EXERCISE PROMPT:
A faithful, complete copy of the entries is the sole expected answer.

(Region pointing data)
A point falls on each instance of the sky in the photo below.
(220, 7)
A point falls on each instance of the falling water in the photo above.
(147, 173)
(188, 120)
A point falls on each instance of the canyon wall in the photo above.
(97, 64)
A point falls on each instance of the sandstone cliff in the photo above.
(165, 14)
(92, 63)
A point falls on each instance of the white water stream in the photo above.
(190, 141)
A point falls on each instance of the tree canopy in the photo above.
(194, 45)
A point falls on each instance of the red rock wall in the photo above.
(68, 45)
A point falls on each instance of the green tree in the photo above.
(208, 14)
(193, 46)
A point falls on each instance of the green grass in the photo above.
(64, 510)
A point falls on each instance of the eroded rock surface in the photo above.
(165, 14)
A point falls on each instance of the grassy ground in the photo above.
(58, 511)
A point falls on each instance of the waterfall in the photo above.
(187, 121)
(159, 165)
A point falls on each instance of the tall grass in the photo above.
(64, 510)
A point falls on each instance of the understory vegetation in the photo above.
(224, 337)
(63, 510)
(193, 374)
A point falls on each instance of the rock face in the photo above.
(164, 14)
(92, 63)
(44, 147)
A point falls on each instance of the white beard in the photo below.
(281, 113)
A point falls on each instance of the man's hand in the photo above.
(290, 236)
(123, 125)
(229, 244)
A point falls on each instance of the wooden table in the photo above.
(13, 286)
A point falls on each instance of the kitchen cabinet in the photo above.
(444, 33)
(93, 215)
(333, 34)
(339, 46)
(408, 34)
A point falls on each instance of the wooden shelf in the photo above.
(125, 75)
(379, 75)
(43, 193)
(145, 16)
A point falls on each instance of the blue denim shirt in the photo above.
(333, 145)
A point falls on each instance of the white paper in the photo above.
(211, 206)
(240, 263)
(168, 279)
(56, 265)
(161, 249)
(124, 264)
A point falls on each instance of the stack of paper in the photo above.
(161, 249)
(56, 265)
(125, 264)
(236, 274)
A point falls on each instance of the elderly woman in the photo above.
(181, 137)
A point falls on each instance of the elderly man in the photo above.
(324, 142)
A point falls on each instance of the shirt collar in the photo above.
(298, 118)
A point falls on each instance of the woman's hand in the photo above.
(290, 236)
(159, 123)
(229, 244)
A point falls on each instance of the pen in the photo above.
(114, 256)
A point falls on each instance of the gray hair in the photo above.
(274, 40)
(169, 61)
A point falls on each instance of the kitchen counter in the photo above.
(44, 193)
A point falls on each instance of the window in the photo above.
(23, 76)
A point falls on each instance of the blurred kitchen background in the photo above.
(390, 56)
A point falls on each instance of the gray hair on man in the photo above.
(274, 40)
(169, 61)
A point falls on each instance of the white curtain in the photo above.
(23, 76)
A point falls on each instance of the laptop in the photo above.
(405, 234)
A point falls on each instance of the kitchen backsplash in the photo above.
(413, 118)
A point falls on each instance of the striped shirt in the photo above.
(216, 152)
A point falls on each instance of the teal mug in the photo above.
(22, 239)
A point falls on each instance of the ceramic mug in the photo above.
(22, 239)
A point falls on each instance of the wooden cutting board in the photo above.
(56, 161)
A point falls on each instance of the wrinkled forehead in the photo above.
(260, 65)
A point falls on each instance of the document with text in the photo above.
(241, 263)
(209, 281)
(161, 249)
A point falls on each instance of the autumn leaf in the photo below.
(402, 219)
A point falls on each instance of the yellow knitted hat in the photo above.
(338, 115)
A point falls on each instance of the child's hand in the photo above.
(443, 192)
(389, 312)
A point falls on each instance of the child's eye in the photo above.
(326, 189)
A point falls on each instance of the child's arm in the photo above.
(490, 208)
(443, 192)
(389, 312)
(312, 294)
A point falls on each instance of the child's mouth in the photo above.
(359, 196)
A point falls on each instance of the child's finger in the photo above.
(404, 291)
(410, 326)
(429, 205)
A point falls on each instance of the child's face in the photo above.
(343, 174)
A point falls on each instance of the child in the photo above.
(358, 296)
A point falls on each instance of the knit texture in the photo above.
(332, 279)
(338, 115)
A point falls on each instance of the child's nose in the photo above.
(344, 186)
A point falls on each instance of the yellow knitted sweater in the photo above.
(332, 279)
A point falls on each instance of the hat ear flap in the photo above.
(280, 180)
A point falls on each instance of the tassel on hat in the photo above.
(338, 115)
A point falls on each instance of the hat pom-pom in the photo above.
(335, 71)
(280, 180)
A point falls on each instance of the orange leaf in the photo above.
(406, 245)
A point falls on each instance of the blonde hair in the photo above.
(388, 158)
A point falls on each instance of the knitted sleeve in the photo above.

RESULT:
A point falls on each instance of the sky in the photo below.
(220, 7)
A point falls on each instance of the falling water in the photo above.
(147, 173)
(188, 120)
A point falls on each instance of the canyon wall in the photo above.
(97, 64)
A point falls on each instance of the sandstone cliff in the photo above.
(165, 14)
(92, 63)
A point falls on each instance of the white water stream in the photo above.
(190, 141)
A point falls on each instance of the tree canopy in the photo above.
(194, 45)
A point falls on each instance of the red rock wall in the photo above.
(68, 45)
A point falls on each instance of the green tree in the photo above.
(208, 14)
(193, 46)
A point falls on each instance of the green grass in the photo above.
(64, 510)
A point falls on each instance of the eroded rock surface in the photo above.
(165, 14)
A point falls on each instance of the grassy ground in the photo above.
(58, 511)
A point falls on each instance of the waterfall in the photo above.
(187, 121)
(159, 165)
A point falls on each instance of the tall grass in the photo above.
(64, 510)
A point falls on each instance of the understory vegetation in the photo above.
(224, 337)
(63, 510)
(193, 374)
A point falls on each instance of the rock face in the photo above.
(164, 14)
(92, 63)
(44, 147)
A point falls on each instance of the white beard in the photo below.
(281, 113)
A point falls on each instance of the man's hand in the photo above.
(290, 236)
(123, 125)
(229, 244)
A point falls on each instance of the wooden table in the photo above.
(13, 286)
A point falls on each instance of the kitchen cabinet in the photo above.
(444, 33)
(93, 215)
(333, 34)
(339, 46)
(408, 34)
A point falls on each instance of the wooden shelf in the photo above.
(125, 75)
(379, 75)
(43, 193)
(145, 16)
A point falls on each instance of the blue denim shirt in the photo above.
(333, 145)
A point falls on each instance of the white paper in the photo above.
(211, 206)
(240, 263)
(168, 279)
(56, 265)
(161, 249)
(124, 264)
A point falls on each instance of the stack of paper in the photo above.
(161, 249)
(56, 265)
(125, 264)
(236, 274)
A point falls on each instance of the elderly woman in the photo above.
(181, 137)
A point falls on each instance of the elderly man in the photo above.
(324, 142)
A point falls on each instance of the shirt collar in the photo above.
(298, 118)
A point falls on each instance of the woman's hand in the photo above.
(290, 236)
(159, 123)
(229, 244)
A point falls on each instance of the pen in the photo above.
(114, 256)
A point falls on each instance of the gray hair in the photo above.
(274, 40)
(169, 61)
A point falls on each instance of the kitchen counter in the photo above.
(44, 193)
A point falls on each instance of the window in the photo above.
(23, 76)
A point falls on each instance of the blurred kitchen background in the photo above.
(390, 56)
A point falls on each instance of the gray hair on man in the photo above.
(274, 40)
(169, 61)
A point falls on each instance of the white curtain in the photo above.
(23, 76)
A point falls on each instance of the laptop in the photo above.
(405, 234)
A point falls on each instance of the kitchen backsplash in the photo above.
(413, 118)
A point falls on each instance of the striped shirt in the photo above.
(216, 152)
A point falls on each instance of the teal mug in the photo above.
(22, 239)
A point falls on each instance of the ceramic mug in the photo above.
(22, 239)
A point falls on each instance of the wooden cutting board in the photo above.
(56, 161)
A point falls on each instance of the wrinkled forehead in the photo above.
(260, 65)
A point falls on each instance of the document with text in the photo above.
(241, 263)
(209, 281)
(161, 249)
A point falls on each instance of the autumn leaf in the photo below.
(402, 219)
A point falls on each instance of the yellow knitted hat in the photo above.
(338, 115)
A point falls on each instance of the child's hand in the photo above.
(443, 192)
(389, 312)
A point falls on each instance of the child's eye in the photo above.
(326, 189)
A point falls on each instance of the child's arm in the photo above.
(490, 208)
(443, 192)
(389, 312)
(312, 294)
A point falls on each instance of the child's mouth in the photo above.
(359, 196)
A point falls on each instance of the child's finger in the photo above.
(404, 291)
(410, 326)
(429, 205)
A point falls on each instance of the child's face in the photo above.
(343, 174)
A point falls on each instance of the child in the photo above.
(358, 296)
A point falls on each instance of the knit texture in the photo above.
(332, 279)
(338, 115)
A point falls on each instance of the child's nose in the photo above.
(344, 186)
A point falls on each instance of the yellow knitted sweater in the photo above.
(332, 279)
A point falls on each instance of the hat ear flap in the photo above.
(280, 180)
A point falls on each instance of the tassel on hat in the photo above.
(338, 115)
A point falls on each instance of the hat pom-pom in the photo above.
(335, 71)
(280, 180)
A point falls on each instance of the orange leaf in the photo above.
(406, 245)
A point falls on each instance of the blonde hair in the photo above.
(388, 158)
A point falls on each instance of the knitted sleeve in the photo above.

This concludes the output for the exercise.